## Goal:
Gather every line in the material below that contains the word "crossed". Letter case matters.

## Extracted records:
-------

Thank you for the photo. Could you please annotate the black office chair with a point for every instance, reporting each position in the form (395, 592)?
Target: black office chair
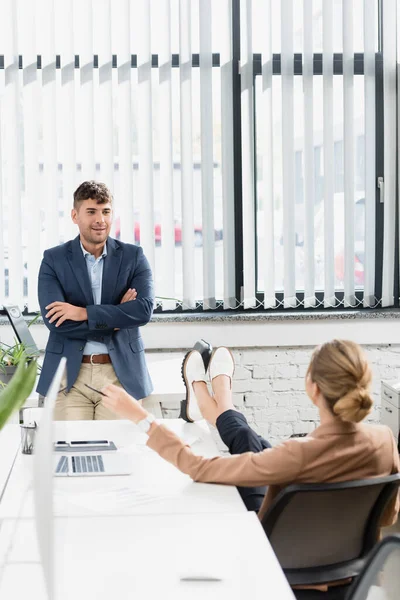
(323, 532)
(380, 577)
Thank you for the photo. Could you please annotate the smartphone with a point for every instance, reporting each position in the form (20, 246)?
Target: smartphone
(94, 390)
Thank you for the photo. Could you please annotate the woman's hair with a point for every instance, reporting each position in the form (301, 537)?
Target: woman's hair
(343, 375)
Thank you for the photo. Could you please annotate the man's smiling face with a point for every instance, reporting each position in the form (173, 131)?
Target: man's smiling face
(94, 221)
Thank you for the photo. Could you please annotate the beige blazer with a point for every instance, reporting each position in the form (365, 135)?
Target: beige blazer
(337, 451)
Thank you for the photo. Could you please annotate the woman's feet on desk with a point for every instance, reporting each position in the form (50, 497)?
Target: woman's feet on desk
(198, 403)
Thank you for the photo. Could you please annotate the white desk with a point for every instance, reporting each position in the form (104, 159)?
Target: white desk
(165, 373)
(109, 548)
(145, 557)
(157, 487)
(10, 439)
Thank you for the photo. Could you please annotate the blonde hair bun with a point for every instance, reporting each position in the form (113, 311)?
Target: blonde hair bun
(342, 373)
(354, 406)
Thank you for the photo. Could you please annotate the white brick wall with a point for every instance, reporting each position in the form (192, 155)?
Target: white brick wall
(268, 387)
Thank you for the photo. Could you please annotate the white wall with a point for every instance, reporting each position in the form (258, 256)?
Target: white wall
(268, 385)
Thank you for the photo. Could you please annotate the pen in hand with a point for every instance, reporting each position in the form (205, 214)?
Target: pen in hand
(94, 390)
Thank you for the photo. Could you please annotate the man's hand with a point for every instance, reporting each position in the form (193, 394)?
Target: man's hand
(129, 295)
(62, 311)
(124, 405)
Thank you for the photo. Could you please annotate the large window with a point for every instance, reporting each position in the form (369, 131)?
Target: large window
(243, 141)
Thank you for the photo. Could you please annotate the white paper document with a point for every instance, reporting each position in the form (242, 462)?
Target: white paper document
(112, 500)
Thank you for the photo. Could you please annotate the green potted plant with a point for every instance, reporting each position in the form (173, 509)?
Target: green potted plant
(10, 358)
(19, 387)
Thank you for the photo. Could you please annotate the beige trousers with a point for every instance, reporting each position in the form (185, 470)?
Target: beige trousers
(80, 403)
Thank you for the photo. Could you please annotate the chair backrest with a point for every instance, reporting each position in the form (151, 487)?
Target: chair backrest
(316, 525)
(380, 577)
(21, 329)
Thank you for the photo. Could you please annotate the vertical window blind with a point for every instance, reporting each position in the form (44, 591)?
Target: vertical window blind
(316, 65)
(141, 95)
(137, 94)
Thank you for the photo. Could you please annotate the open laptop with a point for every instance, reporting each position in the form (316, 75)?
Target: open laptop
(45, 467)
(82, 464)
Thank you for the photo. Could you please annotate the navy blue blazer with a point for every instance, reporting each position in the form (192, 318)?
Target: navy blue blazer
(63, 277)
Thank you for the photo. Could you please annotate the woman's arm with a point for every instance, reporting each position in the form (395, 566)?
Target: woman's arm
(272, 466)
(277, 465)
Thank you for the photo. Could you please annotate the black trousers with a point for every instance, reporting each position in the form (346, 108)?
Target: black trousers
(237, 434)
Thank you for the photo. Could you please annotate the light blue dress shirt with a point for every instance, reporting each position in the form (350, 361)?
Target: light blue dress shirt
(95, 272)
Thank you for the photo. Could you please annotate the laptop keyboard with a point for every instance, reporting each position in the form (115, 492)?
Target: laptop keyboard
(81, 464)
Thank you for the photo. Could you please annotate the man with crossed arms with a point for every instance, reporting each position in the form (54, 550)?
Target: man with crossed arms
(94, 294)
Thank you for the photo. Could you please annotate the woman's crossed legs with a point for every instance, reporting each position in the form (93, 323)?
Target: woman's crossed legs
(233, 428)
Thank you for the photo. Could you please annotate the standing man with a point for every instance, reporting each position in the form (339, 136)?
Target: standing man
(94, 294)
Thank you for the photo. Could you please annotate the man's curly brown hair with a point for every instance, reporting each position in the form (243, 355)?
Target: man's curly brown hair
(93, 190)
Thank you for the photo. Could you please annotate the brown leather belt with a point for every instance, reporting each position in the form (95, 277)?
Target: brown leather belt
(96, 359)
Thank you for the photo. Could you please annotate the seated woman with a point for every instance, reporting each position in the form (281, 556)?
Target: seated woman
(340, 449)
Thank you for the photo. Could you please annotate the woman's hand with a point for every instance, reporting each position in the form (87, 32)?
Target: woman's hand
(120, 402)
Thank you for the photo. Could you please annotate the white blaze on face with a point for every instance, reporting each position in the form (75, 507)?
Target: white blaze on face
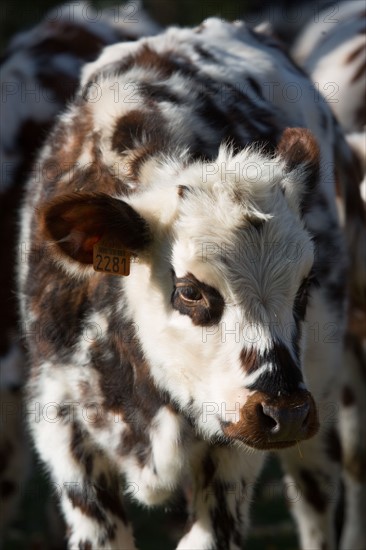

-------

## Result:
Thank you for the photo. Could you please annotate the man with crossed arms with a point for every instance, reporting each position in the form (54, 550)?
Target: man with crossed arms
Thank you for the photo. Could you please annotate the woman's crossed legs with a point for every instance, reporting each position in the form (93, 323)?
Target: woman's crossed legs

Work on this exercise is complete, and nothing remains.